### GIVEN PASSAGE ###

REGEXP() Issues: matching with Japanese characters/ matching "End of String" with $

(1.1) By turtlewilly on 2022-07-03 14:19:37 edited from 1.0 [source]

Hi there,

we're investigating a few strange usability issues in one of our apps. After long research we finally tracked it down to sqlite and how it somewhat seems to have unexpected results (or rather none) when Japanese characters (CJK?) are involved. Testing the same situations with non-Japanese strings (ASCII, Greek, Cyrillic, German, etc.) works normally, but with Japanese it fails in rather strange ways and returning no results.

A somewhat unrelated issue involves matching with $ for "end of string". This typically breaks entirely.

Maybe someone could help me to understand the reasons? I appreciate any help and insight into this issue in advance. I hope the examples are self-explanatory, but not too complex/ messy either. Thank you very much!

Note: we tested this with up-to-date builds on Linux and macOS, also with an older Linux-based build (used by the app) and some matching external regexp module, all build from official sources. Also switching the character set to UTF16 didn't change a thing (but not 100% sure switching with PRAGMA encoding="UTF-16le"; actually did anything, so there's some question mark there.)

Build

$ gcc -DHAVE_READLINE -DSQLITE_ENABLE_EXPLAIN_COMMENTS -DHAVE_USLEEP \
   -DSQLITE_ENABLE_RTREE -DSQLITE_ENABLE_JSON1 -DSQLITE_TEMP_STORE=3 \
   shell.c sqlite3.c -o sqlite3regex /tmp/lib/libreadline.a \
   /tmp/lib/libhistory.a -ltermcap

Issue #1: Japanese Characters

Prepare

$ sqlite3
SQLite version 3.39.0 2022-06-25 14:57:57
Enter ".help" for usage hints.
Connected to a transient in-memory database.
Use ".open FILENAME" to reopen on a persistent database.

### TASK INPUT ###

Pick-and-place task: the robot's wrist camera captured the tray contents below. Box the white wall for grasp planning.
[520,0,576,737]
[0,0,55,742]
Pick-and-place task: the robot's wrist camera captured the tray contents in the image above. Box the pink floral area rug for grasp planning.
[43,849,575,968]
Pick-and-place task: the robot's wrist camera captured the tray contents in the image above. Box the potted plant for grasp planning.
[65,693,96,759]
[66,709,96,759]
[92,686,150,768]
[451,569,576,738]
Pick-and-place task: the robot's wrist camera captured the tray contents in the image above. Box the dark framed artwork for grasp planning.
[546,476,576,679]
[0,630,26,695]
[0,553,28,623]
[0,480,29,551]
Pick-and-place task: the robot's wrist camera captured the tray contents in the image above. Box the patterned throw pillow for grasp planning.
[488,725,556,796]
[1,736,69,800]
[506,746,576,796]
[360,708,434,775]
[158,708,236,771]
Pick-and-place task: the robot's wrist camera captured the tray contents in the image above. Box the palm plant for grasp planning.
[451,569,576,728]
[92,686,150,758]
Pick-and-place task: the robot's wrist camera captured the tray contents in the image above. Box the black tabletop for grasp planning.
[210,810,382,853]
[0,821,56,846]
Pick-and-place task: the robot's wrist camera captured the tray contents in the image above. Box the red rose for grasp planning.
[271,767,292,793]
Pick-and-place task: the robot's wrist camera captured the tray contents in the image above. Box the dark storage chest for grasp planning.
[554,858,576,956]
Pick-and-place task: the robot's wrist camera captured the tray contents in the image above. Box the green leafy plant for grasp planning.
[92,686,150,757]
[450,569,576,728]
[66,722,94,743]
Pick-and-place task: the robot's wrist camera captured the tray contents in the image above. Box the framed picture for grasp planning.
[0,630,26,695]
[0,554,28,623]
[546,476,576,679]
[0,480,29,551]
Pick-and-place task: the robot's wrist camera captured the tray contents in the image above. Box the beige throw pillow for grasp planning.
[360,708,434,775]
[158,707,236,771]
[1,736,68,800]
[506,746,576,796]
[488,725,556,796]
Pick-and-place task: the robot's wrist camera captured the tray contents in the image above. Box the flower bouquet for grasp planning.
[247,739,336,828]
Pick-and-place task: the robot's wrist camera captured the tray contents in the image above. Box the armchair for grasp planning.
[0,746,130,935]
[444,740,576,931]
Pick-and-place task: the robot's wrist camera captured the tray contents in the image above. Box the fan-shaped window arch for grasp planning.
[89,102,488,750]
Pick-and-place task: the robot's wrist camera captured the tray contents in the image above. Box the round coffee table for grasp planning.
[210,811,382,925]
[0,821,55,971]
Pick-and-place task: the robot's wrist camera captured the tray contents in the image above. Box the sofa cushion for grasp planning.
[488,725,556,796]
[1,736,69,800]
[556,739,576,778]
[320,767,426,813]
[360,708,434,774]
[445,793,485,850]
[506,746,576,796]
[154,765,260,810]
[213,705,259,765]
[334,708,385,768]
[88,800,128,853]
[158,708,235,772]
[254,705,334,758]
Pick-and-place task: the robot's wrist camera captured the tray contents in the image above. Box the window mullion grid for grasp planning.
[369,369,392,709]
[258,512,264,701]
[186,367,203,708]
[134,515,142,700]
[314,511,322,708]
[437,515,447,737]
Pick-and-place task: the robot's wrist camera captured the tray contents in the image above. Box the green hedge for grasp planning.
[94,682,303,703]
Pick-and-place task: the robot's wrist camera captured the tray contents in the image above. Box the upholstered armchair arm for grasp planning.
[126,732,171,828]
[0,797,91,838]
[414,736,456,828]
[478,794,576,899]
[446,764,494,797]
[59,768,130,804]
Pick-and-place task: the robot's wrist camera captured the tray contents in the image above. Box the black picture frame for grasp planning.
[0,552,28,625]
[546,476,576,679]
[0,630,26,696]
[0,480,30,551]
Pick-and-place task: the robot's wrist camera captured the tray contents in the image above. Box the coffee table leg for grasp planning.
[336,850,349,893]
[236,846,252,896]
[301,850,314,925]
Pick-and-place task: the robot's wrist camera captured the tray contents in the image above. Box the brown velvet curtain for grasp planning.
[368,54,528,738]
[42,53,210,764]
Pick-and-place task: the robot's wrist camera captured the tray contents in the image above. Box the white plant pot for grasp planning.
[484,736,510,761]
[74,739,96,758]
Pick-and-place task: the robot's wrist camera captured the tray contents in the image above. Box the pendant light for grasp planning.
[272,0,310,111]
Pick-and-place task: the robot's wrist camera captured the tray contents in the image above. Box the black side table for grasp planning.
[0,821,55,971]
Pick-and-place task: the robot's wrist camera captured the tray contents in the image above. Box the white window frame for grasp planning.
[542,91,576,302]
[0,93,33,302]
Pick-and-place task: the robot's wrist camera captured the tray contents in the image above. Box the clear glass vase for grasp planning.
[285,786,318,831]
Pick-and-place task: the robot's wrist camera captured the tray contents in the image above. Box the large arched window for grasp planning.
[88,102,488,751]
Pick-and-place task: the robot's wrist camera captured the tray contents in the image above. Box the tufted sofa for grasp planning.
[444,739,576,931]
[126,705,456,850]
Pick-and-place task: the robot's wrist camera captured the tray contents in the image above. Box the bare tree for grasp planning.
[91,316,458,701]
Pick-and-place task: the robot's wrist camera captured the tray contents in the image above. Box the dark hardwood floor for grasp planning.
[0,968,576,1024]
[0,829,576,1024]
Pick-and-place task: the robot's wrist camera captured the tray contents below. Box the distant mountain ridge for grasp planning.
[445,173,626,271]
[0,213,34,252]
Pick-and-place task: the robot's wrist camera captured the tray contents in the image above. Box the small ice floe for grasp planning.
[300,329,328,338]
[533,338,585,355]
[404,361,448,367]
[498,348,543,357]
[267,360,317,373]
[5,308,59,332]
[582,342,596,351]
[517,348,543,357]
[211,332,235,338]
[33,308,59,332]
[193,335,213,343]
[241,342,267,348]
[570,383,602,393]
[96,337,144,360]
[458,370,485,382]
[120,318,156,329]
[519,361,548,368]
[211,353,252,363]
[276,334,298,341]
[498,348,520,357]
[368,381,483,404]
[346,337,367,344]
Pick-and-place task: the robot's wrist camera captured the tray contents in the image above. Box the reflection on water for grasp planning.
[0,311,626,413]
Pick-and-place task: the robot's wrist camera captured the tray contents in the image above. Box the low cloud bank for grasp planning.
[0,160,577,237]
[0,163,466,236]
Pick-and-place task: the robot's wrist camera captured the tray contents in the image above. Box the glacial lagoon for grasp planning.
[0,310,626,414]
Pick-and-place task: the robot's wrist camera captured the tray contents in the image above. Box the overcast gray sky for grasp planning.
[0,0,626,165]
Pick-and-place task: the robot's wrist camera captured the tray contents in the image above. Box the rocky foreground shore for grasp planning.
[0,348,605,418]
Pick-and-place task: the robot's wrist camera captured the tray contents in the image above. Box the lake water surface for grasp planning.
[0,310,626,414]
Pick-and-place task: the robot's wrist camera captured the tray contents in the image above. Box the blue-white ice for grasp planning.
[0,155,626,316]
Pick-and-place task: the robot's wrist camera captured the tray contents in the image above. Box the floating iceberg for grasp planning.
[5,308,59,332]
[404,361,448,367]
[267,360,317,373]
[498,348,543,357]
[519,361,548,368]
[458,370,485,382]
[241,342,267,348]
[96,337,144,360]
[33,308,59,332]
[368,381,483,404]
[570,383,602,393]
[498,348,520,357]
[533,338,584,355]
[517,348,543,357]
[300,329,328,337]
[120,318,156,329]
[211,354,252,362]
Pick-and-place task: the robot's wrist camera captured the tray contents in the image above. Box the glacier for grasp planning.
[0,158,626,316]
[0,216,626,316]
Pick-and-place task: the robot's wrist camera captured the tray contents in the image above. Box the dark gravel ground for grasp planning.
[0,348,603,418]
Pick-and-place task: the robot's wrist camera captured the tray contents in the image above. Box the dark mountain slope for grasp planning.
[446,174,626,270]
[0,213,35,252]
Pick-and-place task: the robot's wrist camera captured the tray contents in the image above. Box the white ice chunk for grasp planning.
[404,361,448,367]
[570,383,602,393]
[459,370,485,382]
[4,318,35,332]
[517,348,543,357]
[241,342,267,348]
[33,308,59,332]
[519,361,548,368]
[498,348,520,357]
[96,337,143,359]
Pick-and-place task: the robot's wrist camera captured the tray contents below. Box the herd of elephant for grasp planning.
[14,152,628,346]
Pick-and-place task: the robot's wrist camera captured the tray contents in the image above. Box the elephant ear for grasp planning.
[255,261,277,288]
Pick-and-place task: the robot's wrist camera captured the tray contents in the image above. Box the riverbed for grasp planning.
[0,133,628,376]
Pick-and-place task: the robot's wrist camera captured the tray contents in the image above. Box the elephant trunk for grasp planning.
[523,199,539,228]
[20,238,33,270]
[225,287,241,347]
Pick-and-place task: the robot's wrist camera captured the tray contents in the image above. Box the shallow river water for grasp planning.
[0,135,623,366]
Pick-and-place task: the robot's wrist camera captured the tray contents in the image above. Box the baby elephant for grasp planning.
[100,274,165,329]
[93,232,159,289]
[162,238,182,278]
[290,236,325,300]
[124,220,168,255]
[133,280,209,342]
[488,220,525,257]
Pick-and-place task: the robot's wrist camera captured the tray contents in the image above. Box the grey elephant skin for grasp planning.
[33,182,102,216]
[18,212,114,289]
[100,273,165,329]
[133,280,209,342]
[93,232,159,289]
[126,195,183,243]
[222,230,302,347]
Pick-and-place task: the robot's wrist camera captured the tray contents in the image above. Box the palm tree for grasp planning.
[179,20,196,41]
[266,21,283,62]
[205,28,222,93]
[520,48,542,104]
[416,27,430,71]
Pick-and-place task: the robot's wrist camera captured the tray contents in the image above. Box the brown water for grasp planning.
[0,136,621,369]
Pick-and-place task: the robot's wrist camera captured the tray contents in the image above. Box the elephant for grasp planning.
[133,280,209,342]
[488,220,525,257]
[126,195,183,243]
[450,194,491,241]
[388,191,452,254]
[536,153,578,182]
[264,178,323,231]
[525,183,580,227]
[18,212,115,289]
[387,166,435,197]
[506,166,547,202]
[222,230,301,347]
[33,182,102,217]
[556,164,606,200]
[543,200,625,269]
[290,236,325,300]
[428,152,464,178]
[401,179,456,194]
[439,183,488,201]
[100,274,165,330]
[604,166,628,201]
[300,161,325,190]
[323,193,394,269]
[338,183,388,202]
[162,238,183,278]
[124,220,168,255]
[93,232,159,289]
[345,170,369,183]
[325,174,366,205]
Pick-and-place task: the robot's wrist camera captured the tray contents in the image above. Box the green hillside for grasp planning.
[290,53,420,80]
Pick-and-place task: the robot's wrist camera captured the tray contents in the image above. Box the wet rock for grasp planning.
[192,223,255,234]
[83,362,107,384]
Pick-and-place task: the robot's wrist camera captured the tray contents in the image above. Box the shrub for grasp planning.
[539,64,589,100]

###

▶ WHAT THIS EXERCISE ASKS:
1. In the SQLite REGEXP thread, list every compiler flag that begins with -D in the build command.
2. Retype the rows starting with the line that contains "sky for grasp planning." and going on through the line that contains "[255,261,277,288]".

▶ EXERCISE RESPONSES:
1. -DHAVE_READLINE, -DSQLITE_ENABLE_EXPLAIN_COMMENTS, -DHAVE_USLEEP, -DSQLITE_ENABLE_RTREE, -DSQLITE_ENABLE_JSON1, -DSQLITE_TEMP_STORE=3

2.
Pick-and-place task: the robot's wrist camera captured the tray contents in the image above. Box the overcast gray sky for grasp planning.
[0,0,626,165]
Pick-and-place task: the robot's wrist camera captured the tray contents in the image above. Box the rocky foreground shore for grasp planning.
[0,348,605,418]
Pick-and-place task: the robot's wrist camera captured the tray contents in the image above. Box the lake water surface for grasp planning.
[0,310,626,414]
Pick-and-place task: the robot's wrist camera captured the tray contents in the image above. Box the blue-white ice for grasp planning.
[0,155,626,316]
Pick-and-place task: the robot's wrist camera captured the tray contents in the image above. Box the floating iceberg for grasp planning.
[5,308,59,332]
[404,361,448,367]
[267,360,317,373]
[498,348,543,357]
[519,361,548,368]
[458,370,485,382]
[241,342,267,348]
[96,337,144,360]
[33,308,59,332]
[368,381,483,404]
[570,383,602,393]
[498,348,520,357]
[533,338,584,355]
[517,348,543,357]
[300,329,328,337]
[120,318,156,329]
[211,354,252,362]
Pick-and-place task: the robot's wrist camera captured the tray contents in the image above. Box the glacier for grasp planning.
[0,158,626,316]
[0,216,626,316]
Pick-and-place task: the robot's wrist camera captured the tray contents in the image above. Box the dark gravel ground for grasp planning.
[0,348,603,418]
Pick-and-place task: the robot's wrist camera captured the tray contents in the image above. Box the dark mountain slope for grasp planning.
[446,174,626,270]
[0,213,35,252]
Pick-and-place task: the robot's wrist camera captured the tray contents in the image above. Box the white ice chunk for grasp planning.
[404,361,448,367]
[570,383,602,393]
[459,370,485,382]
[4,318,35,332]
[517,348,543,357]
[241,342,267,348]
[33,308,59,332]
[519,361,548,368]
[498,348,520,357]
[96,337,143,359]
Pick-and-place task: the robot's wrist camera captured the tray contents below. Box the herd of elephant for grasp planning.
[14,152,628,346]
Pick-and-place task: the robot's wrist camera captured the tray contents in the image above. Box the elephant ear for grasp planning.
[255,261,277,288]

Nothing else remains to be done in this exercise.